▸ **Data shown**:
▬▬▬▬▬▬▬▬▬▬

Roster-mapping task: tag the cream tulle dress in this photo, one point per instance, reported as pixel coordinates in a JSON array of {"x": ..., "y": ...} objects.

▬▬▬▬▬▬▬▬▬▬

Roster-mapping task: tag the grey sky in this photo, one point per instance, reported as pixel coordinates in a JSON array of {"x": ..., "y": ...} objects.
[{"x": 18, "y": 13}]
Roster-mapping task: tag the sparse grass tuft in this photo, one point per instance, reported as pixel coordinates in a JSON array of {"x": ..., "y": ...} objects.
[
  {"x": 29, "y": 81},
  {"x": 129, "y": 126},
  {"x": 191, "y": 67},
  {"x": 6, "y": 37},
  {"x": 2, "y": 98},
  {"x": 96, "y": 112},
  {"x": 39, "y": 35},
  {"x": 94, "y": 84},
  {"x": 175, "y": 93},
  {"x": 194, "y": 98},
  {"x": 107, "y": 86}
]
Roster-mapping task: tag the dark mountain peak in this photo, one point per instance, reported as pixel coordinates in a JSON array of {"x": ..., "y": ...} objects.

▬▬▬▬▬▬▬▬▬▬

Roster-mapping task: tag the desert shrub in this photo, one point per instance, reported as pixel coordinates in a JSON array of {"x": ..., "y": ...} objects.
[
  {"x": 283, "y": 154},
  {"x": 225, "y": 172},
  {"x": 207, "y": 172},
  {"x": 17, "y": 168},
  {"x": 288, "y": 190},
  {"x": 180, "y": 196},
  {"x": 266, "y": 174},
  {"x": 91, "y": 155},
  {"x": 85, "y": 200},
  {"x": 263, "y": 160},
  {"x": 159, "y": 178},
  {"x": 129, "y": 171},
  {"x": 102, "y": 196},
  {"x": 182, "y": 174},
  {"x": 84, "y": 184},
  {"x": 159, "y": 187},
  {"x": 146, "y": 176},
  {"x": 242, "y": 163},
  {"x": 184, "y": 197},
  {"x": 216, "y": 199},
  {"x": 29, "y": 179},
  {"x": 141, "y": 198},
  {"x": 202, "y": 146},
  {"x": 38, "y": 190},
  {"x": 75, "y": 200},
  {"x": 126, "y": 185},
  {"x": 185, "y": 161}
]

▬▬▬▬▬▬▬▬▬▬

Output the items again without any changes, everything from the line that contains "Roster-mapping task: tag the grey" down to the line that contains "Roster-mapping task: tag the dark", including both of those lines.

▸ **Answer to the problem**:
Roster-mapping task: tag the grey sky in this photo, one point per instance, reported as pixel coordinates in a JSON array of {"x": ..., "y": ...} objects.
[{"x": 18, "y": 13}]
Roster-mapping task: tag the sparse grass tuft in this photo, one point per instance, reported as pixel coordinates in a JSON array of {"x": ..., "y": ...} objects.
[
  {"x": 29, "y": 81},
  {"x": 129, "y": 126},
  {"x": 191, "y": 67},
  {"x": 6, "y": 37},
  {"x": 2, "y": 98},
  {"x": 96, "y": 112},
  {"x": 39, "y": 35},
  {"x": 94, "y": 84},
  {"x": 175, "y": 93},
  {"x": 194, "y": 98},
  {"x": 107, "y": 86}
]
Roster-mapping task: tag the dark mountain peak in this photo, one point per instance, reported as pixel coordinates in a JSON array of {"x": ..., "y": ...} objects.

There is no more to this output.